#### Document excerpt
┌──

# Pearl (2022)



## Niah2 (Nov 1, 2022)

Hello everyone,

Discovered this a few days ago, lots of classic film score goodness.



Curious to know your opinions about it.

Cheers !


----------



## davidson (Nov 1, 2022)

I didn't enjoy it in the movie, and tbh I'm not a fan of that musical style / period.


----------



## Great Zed (Nov 2, 2022)

I almost didn't watch this movie because I didn't care for X, but I'm glad I did. It's one of the most unsettling horror movies I've seen since Hereditary, and the score is one of my favorites of the year. Just a brilliant movie all around.


----------



## liquidlino (Nov 2, 2022)

Niah2 said:


> Hello everyone,
> 
> Discovered this a few days ago, lots of classic film score goodness.
> 
> ...



Very realistic strings. They must have layered CSS with vista.

/s


----------



## Niah2 (Nov 2, 2022)

Great Zed said:


> I almost didn't watch this movie because I didn't care for X, but I'm glad I did. It's one of the most unsettling horror movies I've seen since Hereditary, and the score is one of my favorites of the year. Just a brilliant movie all around.


I did like X but I went to see Pearl not excepting much since I usually don't enjoy sequels or prequels but boy was I really pleasantly surprised, totally agree with you about Pearl and the score.

I thought the score style was very fitting to all those classic references.


----------

└──

#### Work instructions
**A.** State whether each statement agrees with the Pearl (2022) thread, answering yes or no and quoting the deciding words: (i) davidson enjoyed the music in the movie; (ii) Great Zed counts the score among his favorites of the year; (iii) Great Zed calls the film one of the most unsettling horror movies seen since Hereditary.
**B.** Quote everything in the Pearl (2022) thread from "## Niah2 (Nov 2, 2022)" down to "and the score.".
These records have no connection to the Pearl (2022) thread.

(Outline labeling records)
┌──

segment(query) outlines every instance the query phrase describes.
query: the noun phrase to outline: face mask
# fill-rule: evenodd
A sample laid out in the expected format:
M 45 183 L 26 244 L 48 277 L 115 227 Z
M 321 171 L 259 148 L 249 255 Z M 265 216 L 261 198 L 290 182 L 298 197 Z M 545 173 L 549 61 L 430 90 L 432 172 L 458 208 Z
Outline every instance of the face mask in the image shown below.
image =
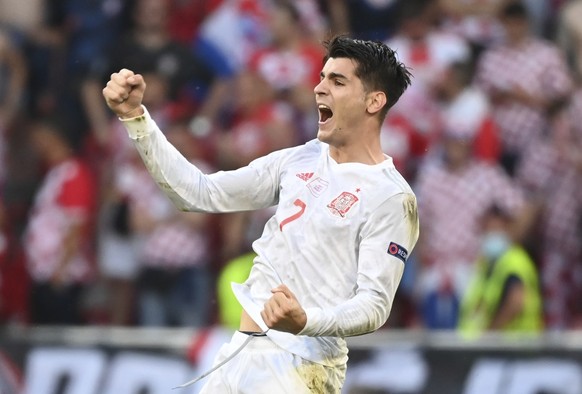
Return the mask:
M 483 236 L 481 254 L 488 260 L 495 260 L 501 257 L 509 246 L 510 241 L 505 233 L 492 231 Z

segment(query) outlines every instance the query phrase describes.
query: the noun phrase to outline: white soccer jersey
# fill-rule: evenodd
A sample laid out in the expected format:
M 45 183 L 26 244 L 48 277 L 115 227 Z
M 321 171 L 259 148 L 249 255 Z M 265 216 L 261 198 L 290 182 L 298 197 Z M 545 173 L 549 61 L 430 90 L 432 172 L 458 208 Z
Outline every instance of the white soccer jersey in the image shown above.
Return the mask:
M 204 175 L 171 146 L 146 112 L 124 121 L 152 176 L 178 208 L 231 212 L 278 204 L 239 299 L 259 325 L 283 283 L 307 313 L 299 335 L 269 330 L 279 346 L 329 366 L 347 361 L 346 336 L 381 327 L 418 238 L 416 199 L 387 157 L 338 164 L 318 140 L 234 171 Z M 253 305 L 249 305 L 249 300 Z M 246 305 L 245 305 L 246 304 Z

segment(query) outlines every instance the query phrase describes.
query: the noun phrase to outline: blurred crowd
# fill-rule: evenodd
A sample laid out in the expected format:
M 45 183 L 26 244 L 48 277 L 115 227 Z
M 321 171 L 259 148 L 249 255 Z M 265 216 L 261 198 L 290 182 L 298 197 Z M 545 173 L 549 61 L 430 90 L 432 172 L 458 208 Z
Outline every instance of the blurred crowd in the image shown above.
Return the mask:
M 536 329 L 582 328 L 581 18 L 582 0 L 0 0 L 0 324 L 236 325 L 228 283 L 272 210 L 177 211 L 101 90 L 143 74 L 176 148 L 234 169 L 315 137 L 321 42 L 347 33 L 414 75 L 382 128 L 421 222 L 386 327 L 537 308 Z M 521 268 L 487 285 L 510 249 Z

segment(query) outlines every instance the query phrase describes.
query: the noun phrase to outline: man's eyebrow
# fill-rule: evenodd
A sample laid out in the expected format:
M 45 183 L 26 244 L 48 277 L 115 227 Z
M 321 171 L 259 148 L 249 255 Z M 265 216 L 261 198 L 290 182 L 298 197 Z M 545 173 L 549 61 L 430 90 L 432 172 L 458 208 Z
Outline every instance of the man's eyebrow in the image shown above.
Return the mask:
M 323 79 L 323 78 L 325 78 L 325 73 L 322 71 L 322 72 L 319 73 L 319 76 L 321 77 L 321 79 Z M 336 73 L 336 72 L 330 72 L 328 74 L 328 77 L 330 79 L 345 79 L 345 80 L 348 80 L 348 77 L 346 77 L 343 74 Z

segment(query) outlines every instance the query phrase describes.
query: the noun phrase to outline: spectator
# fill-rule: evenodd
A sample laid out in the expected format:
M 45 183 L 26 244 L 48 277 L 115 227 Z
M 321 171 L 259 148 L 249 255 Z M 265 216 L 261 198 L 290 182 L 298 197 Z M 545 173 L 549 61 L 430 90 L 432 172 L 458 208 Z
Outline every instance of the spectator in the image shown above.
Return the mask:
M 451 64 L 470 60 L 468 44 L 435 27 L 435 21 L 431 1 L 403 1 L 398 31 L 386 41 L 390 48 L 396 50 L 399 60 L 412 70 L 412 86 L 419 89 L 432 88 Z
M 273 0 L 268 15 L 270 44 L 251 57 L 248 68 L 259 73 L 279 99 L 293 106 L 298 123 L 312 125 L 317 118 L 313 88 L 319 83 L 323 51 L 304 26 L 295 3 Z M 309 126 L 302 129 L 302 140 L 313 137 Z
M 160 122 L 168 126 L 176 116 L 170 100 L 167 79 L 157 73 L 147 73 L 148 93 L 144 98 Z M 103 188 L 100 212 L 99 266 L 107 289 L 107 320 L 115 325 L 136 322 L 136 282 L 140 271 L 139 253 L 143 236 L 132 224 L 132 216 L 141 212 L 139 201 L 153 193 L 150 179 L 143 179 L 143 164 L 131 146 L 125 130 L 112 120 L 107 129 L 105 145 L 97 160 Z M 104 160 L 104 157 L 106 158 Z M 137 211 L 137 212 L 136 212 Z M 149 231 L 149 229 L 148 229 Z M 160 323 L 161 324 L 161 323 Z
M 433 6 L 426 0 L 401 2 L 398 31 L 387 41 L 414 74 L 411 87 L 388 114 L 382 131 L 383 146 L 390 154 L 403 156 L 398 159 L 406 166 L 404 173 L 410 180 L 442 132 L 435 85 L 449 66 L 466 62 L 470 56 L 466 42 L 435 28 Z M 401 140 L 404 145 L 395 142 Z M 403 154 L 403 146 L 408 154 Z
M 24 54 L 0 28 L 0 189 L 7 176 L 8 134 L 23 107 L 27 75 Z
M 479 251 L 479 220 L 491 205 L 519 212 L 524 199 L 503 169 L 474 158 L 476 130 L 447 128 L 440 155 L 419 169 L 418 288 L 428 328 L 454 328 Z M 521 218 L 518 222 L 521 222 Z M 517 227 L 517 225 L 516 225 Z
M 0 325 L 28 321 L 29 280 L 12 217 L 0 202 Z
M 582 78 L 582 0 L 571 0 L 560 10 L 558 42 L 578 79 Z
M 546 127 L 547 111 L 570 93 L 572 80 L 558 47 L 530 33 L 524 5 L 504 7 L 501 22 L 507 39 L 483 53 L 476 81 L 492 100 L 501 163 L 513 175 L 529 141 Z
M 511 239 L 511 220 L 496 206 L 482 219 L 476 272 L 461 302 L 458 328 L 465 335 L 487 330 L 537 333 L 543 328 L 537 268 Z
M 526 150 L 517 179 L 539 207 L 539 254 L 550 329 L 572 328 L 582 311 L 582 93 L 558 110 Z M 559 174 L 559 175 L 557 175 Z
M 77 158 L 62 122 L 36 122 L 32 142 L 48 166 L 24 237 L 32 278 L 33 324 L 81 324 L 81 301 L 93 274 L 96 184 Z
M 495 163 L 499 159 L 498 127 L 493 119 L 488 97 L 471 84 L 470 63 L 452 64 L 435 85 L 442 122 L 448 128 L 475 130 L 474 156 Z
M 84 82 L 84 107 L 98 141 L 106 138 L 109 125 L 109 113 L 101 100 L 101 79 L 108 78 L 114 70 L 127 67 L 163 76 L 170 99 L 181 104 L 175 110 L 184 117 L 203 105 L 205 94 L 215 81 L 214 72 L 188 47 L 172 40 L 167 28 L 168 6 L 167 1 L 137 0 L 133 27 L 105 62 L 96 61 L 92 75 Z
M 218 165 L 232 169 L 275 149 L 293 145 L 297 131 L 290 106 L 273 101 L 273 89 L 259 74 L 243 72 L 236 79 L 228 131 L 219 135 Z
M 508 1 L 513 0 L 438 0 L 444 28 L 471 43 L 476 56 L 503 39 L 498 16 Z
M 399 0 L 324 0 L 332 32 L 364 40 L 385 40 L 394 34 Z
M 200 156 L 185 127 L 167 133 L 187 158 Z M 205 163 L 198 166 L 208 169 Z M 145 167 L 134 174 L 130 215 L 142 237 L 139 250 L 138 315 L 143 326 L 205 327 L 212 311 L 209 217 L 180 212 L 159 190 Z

└──
┌──

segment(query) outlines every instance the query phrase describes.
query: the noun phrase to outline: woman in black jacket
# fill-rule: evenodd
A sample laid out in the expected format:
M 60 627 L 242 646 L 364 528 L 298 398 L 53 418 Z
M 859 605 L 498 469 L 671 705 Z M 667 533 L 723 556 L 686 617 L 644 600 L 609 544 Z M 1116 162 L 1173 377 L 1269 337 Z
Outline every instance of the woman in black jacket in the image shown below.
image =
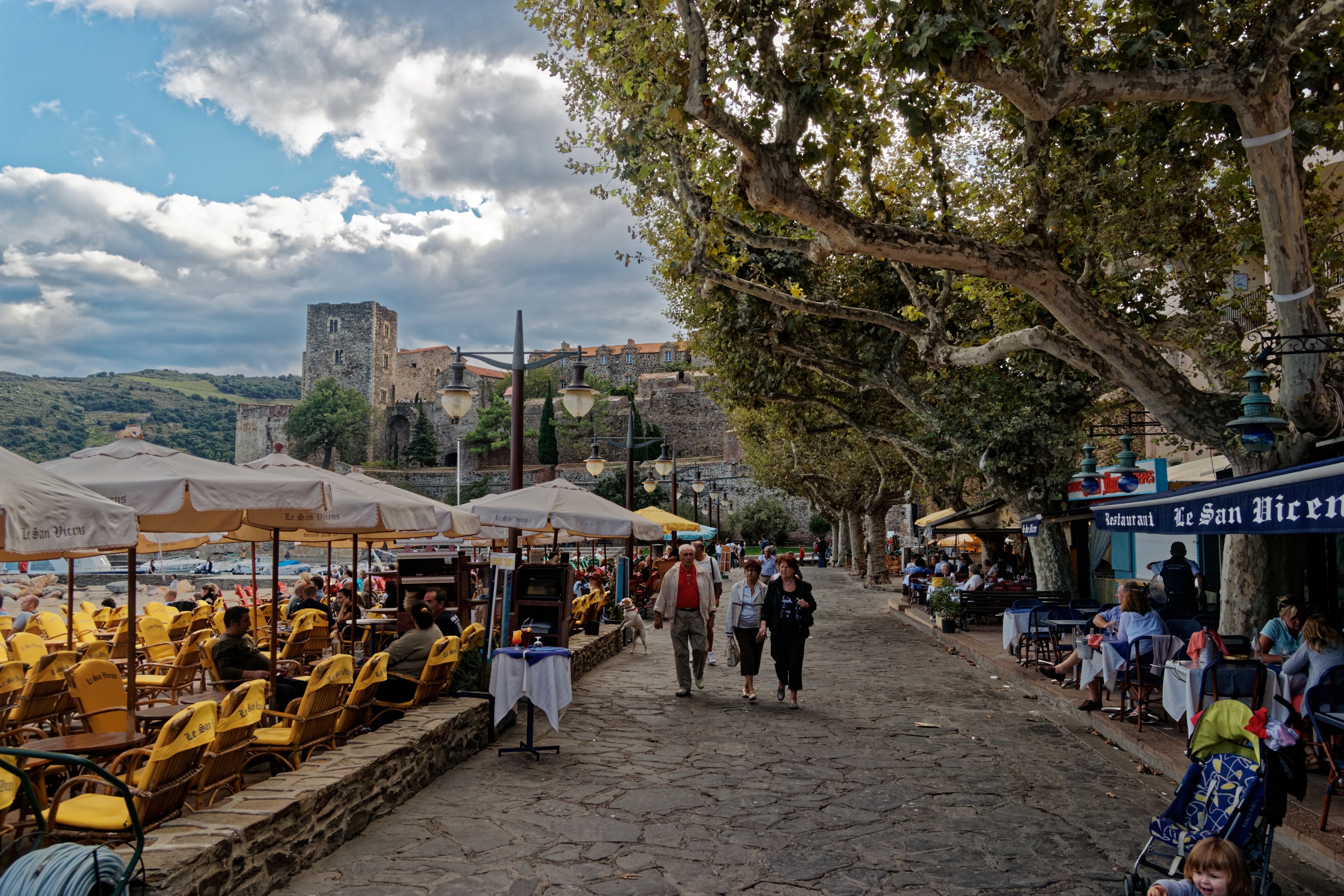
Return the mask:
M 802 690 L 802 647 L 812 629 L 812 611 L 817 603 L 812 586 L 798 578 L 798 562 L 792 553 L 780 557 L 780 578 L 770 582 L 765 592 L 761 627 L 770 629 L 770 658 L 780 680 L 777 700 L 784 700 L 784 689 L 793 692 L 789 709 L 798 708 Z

└──

#### Expected answers
**A.**
(i) No: "I didn't enjoy it in the movie"
(ii) Yes: "the score is one of my favorites of the year"
(iii) Yes: "It's one of the most unsettling horror movies I've seen since Hereditary"

**B.**
## Niah2 (Nov 2, 2022)

Great Zed said:


> I almost didn't watch this movie because I didn't care for X, but I'm glad I did. It's one of the most unsettling horror movies I've seen since Hereditary, and the score is one of my favorites of the year. Just a brilliant movie all around.


I did like X but I went to see Pearl not excepting much since I usually don't enjoy sequels or prequels but boy was I really pleasantly surprised, totally agree with you about Pearl and the score.